● **Your assignment**
Where a line holds the word "mountain", copy it from the records.

== Supplied data

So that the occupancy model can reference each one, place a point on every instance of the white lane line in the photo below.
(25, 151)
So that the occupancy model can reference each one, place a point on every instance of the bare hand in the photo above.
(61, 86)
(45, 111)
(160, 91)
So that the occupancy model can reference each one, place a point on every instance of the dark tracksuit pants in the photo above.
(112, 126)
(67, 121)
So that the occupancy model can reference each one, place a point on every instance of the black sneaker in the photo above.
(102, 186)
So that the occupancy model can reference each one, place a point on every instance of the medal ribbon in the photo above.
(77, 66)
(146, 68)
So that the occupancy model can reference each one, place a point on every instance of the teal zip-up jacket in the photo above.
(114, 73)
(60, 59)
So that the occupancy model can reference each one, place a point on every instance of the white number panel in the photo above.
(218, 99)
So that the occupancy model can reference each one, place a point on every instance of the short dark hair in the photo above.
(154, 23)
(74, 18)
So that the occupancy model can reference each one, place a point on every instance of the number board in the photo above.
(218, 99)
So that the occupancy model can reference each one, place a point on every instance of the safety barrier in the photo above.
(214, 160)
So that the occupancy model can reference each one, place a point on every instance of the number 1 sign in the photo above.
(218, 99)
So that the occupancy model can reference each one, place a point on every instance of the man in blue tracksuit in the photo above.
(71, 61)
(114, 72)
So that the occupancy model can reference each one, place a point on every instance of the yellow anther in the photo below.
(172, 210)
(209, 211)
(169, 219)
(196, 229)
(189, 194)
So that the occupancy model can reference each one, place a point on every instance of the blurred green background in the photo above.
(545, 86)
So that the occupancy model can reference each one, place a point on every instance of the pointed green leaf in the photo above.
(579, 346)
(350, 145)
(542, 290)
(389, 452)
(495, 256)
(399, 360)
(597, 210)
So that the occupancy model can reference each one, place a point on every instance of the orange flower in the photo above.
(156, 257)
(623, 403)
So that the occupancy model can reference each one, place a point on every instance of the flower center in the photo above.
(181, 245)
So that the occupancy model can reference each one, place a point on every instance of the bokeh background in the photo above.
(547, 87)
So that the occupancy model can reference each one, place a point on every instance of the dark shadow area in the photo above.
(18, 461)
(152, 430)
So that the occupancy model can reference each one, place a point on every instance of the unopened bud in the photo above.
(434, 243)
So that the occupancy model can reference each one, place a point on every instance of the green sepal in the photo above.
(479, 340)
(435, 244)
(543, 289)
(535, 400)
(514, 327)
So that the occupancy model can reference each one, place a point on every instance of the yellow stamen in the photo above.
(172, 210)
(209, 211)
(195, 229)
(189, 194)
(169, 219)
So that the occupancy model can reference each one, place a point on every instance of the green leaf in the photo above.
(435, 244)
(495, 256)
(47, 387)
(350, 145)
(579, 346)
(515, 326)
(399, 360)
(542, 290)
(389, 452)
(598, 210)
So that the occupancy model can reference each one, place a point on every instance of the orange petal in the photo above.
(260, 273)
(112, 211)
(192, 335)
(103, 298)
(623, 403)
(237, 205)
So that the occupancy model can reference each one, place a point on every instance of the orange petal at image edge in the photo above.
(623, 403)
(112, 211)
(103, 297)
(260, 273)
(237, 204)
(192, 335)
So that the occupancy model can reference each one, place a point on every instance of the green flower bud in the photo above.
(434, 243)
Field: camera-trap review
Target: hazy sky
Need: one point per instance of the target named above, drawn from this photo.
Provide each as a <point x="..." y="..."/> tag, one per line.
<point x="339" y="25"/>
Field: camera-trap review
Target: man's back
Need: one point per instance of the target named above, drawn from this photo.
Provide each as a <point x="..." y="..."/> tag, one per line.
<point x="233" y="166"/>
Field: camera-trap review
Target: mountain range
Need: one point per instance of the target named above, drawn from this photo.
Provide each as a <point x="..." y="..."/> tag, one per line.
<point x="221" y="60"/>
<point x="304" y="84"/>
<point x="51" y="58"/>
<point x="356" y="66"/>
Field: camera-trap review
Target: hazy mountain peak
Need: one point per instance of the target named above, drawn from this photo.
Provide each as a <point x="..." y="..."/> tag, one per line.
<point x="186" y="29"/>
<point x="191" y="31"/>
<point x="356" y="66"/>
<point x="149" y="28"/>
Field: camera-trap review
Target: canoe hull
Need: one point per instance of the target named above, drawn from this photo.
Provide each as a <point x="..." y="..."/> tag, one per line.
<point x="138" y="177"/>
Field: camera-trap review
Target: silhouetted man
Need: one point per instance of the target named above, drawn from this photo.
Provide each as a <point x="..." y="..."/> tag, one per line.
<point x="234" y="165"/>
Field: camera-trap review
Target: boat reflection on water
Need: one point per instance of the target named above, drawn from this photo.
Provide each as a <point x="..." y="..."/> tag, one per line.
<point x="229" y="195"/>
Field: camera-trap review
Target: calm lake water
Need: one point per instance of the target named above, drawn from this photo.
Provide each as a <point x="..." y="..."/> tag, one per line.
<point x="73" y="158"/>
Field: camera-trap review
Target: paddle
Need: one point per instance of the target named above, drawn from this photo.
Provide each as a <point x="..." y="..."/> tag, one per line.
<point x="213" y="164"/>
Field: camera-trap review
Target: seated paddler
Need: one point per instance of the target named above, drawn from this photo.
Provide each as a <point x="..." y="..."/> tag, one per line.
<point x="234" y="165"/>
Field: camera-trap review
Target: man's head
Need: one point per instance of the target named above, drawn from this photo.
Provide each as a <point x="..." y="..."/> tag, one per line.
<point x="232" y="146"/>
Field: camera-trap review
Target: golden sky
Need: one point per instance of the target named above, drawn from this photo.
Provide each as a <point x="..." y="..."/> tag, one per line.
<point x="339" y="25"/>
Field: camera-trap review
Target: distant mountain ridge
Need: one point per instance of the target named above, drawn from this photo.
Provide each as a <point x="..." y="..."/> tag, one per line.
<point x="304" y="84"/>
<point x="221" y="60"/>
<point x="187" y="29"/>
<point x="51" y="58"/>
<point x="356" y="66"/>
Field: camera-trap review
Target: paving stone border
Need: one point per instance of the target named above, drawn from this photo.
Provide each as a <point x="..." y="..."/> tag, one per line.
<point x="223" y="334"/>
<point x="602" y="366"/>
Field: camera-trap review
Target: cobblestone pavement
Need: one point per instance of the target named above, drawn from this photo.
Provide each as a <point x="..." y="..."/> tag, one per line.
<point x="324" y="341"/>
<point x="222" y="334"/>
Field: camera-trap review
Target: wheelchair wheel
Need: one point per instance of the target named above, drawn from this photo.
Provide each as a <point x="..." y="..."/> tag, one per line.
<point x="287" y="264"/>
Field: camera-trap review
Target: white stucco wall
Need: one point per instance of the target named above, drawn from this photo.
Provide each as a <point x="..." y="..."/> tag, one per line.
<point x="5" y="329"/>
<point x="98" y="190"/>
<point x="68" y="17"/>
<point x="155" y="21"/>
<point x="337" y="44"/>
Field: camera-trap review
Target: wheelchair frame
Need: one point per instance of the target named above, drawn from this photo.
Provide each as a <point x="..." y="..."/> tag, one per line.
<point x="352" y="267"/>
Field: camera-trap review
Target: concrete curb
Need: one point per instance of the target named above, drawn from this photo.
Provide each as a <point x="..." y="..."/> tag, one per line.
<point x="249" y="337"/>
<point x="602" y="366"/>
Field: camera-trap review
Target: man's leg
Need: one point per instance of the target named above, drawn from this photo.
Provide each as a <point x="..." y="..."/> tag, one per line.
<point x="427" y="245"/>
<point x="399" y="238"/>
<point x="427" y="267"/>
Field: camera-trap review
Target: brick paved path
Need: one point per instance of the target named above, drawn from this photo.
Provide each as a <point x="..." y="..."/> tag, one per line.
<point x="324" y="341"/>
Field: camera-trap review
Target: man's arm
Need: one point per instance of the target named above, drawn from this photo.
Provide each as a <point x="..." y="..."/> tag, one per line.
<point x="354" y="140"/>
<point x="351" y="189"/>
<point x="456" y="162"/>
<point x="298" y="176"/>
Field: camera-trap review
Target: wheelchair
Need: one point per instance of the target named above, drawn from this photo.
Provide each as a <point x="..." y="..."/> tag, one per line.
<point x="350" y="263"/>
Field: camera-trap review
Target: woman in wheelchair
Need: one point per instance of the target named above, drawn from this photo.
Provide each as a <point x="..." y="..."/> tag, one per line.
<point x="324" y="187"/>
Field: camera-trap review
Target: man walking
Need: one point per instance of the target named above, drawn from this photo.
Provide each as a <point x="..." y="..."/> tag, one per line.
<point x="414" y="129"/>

====

● **Task answer**
Target: mountain range
Target: hazy mountain peak
Target: distant mountain ridge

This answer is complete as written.